__WHAT IS EXPECTED__: Switch every "emits" in the rows below to "returns" and leave everything else unchanged. Omit the pictures from your answer.

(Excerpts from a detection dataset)
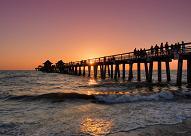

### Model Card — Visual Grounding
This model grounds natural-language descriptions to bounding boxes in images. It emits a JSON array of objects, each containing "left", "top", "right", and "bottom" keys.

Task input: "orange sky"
[{"left": 0, "top": 0, "right": 191, "bottom": 70}]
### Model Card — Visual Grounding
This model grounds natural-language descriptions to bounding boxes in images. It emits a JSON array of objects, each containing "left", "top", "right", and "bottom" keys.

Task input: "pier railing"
[{"left": 66, "top": 42, "right": 191, "bottom": 66}]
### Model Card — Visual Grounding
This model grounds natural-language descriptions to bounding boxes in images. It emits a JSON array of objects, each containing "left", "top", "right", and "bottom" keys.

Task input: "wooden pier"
[{"left": 37, "top": 42, "right": 191, "bottom": 85}]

__COMPLETED EXERCISE__:
### Model Card — Visual Grounding
This model grounds natural-language descriptions to bounding boxes in images. It returns a JSON array of objects, each containing "left", "top", "right", and "bottom" keys.

Task input: "orange sky"
[{"left": 0, "top": 0, "right": 191, "bottom": 70}]
### Model Card — Visual Grounding
This model grounds natural-language descriptions to bounding boxes in images. It returns a JSON array of objects, each containing "left", "top", "right", and "bottom" keys.

Task input: "pier railing"
[{"left": 66, "top": 42, "right": 191, "bottom": 66}]
### Model Card — Visual Grounding
This model grounds natural-language descriptions to bounding boxes in images. It returns a JSON array of objects, each containing "left", "top", "right", and "bottom" keys.

Task input: "wooden pier"
[{"left": 37, "top": 42, "right": 191, "bottom": 85}]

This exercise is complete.